CONSIGNE A:
Extrayez du listing chaque ligne où figure la chaîne « Query », en tenant compte de la casse.

98/40 SOUS RÉSERVE DE MODIFICATIONS

NOTES POUR UNE ALLOCUTION

DE

L'HONORABLE LLOYD AXWORTHY,

MINISTRE DES AFFAIRES ÉTRANGÈRES,

DEVANT LE

COMITÉ PERMANENT DES AFFAIRES ÉTRANGÈRES ET

DU COMMERCE INTERNATIONAL

LES ESSAIS NUCLÉAIRES DE L'INDE ET LEURS CONSÉQUENCES POUR LE DÉSARMEMENT NUCLÉAIRE ET LE RÉGIME DE NON-PROLIFÉRATION NUCLÉAIRE

OTTAWA (Ontario)

Le 26 mai 1998

Ce document se trouve également au site Internet du Ministère :

http://www.dfait-maeci.gc.ca

Pour commencer, je tiens à déclarer ma ferme conviction que les essais nucléaires effectués récemment par l'Inde constituent un danger manifeste et fondamental pour le régime de sécurité internationale, et donc pour la sécurité du Canada. À cause de ces essais, et du risque de voir le Pakistan céder aux énormes pressions politiques qu'il subit de l'intérieur et suivre l'exemple de l'Inde, nous voici ramenés 40 ans en arrière -- face à un monde placé sous la menace directe de la prolifération nucléaire. Trente ans de gestion fructueuse de cette menace sont aujourd'hui compromis, tout comme est délibérément bafouée l'opinion consensuelle des 186 nations qui ont signé le TNP -- le Traité sur la non-prolifération des armes nucléaires. Nous nous trouvons aux prises avec une nouvelle realpolitik nucléaire qui met en péril les progrès accomplis dans la voie du désarmement nucléaire.

CONSIGNE B:
Condensez sous forme de liste le paragraphe de l'allocution qui débute par « Pour commencer, je tiens à déclarer », sans perdre ses faits principaux.

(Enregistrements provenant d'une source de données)
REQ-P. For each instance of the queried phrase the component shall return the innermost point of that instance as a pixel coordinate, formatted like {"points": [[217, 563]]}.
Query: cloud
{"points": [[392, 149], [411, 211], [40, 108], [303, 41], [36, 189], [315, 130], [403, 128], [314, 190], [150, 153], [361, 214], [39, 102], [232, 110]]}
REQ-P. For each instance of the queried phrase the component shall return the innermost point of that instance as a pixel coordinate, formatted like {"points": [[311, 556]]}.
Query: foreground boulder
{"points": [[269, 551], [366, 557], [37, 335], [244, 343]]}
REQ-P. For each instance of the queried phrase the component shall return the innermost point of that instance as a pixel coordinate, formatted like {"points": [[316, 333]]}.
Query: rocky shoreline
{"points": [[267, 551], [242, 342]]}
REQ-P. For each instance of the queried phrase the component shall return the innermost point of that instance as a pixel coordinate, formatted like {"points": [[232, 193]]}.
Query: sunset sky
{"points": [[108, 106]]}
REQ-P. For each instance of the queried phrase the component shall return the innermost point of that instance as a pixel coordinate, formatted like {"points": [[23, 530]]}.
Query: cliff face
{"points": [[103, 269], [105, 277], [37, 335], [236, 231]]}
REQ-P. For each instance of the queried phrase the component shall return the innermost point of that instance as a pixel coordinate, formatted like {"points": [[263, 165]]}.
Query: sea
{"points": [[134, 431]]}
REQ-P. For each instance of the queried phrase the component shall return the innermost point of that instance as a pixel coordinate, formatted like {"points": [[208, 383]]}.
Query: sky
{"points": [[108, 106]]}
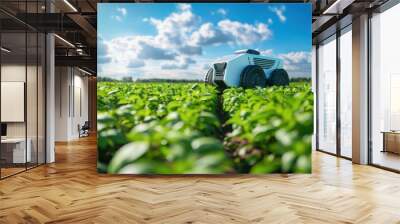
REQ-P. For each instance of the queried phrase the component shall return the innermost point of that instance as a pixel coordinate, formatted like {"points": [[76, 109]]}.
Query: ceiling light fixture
{"points": [[5, 50], [337, 7], [84, 71], [70, 5], [64, 40]]}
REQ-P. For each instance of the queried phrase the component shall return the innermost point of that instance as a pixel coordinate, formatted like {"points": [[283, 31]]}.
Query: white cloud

RÉPONSE ATTENDUE A:
Query: cloud
Query: foreground boulder
Query: rocky shoreline
Query: sunset sky
Query: cliff face
Query: sea
Query: sky
Query: ceiling light fixture
Query: white cloud

RÉPONSE ATTENDUE B:
- Les récents essais nucléaires de l'Inde menacent de façon manifeste et fondamentale la sécurité internationale, donc celle du Canada.
- Ces essais, et le risque que le Pakistan, soumis à de fortes pressions politiques internes, imite l'Inde, ramènent le monde 40 ans en arrière, sous la menace directe de la prolifération nucléaire.
- Trente ans de gestion fructueuse de cette menace sont compromis.
- L'opinion consensuelle des 186 nations signataires du TNP est délibérément bafouée.
- Une nouvelle realpolitik nucléaire met en péril les progrès du désarmement nucléaire.